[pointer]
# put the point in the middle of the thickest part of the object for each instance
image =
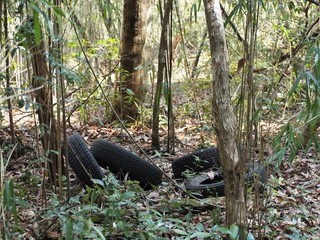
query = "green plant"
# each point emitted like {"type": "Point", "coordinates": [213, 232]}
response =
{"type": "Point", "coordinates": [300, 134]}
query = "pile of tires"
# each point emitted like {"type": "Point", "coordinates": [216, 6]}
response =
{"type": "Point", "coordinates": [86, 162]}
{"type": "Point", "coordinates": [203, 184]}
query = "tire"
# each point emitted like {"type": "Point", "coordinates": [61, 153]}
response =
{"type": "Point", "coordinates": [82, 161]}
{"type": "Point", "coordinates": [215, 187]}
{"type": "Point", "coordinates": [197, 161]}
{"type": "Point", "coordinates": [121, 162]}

* * * * * * *

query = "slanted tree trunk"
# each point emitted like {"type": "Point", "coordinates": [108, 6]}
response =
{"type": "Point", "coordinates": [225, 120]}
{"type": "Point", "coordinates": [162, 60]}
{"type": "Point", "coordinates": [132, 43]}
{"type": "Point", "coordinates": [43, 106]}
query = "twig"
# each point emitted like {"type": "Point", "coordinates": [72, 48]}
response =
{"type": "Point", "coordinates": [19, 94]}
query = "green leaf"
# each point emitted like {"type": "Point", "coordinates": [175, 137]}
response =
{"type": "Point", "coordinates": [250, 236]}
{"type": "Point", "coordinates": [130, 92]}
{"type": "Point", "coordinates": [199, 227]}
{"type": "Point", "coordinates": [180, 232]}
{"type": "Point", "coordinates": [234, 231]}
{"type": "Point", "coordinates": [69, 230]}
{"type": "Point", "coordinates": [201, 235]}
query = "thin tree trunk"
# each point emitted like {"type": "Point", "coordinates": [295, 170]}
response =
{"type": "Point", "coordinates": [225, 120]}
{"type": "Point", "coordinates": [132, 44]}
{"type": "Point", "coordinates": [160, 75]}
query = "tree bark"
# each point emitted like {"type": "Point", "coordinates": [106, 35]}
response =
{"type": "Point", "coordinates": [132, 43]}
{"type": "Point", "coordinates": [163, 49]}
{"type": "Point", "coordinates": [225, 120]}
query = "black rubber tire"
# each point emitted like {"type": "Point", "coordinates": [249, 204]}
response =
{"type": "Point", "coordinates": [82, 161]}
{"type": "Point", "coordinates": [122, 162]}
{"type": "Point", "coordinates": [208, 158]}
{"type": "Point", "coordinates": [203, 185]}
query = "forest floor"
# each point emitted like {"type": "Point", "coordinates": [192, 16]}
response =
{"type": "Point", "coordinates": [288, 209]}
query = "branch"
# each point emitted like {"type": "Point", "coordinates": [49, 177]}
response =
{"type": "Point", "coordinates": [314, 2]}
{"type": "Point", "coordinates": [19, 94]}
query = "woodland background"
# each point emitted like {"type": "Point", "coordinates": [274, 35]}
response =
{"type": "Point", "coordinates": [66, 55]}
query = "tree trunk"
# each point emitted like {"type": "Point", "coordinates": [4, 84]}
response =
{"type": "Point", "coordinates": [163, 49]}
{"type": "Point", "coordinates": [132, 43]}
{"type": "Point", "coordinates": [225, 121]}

* * * * * * *

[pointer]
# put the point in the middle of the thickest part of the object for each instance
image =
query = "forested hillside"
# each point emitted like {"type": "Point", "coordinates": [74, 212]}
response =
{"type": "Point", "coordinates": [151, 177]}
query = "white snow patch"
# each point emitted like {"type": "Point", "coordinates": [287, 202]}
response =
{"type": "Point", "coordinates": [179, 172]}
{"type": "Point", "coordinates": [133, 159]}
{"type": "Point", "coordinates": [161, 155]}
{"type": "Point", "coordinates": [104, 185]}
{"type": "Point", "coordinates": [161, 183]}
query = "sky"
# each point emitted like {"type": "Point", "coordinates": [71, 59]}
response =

* * * * * * *

→ **Exercise**: Locate every line in the records above that contains the string "trunk" and copy each such line in full.

→ **Response**:
query = "slanted tree trunk"
query = "thin tree trunk"
query = "tree trunk"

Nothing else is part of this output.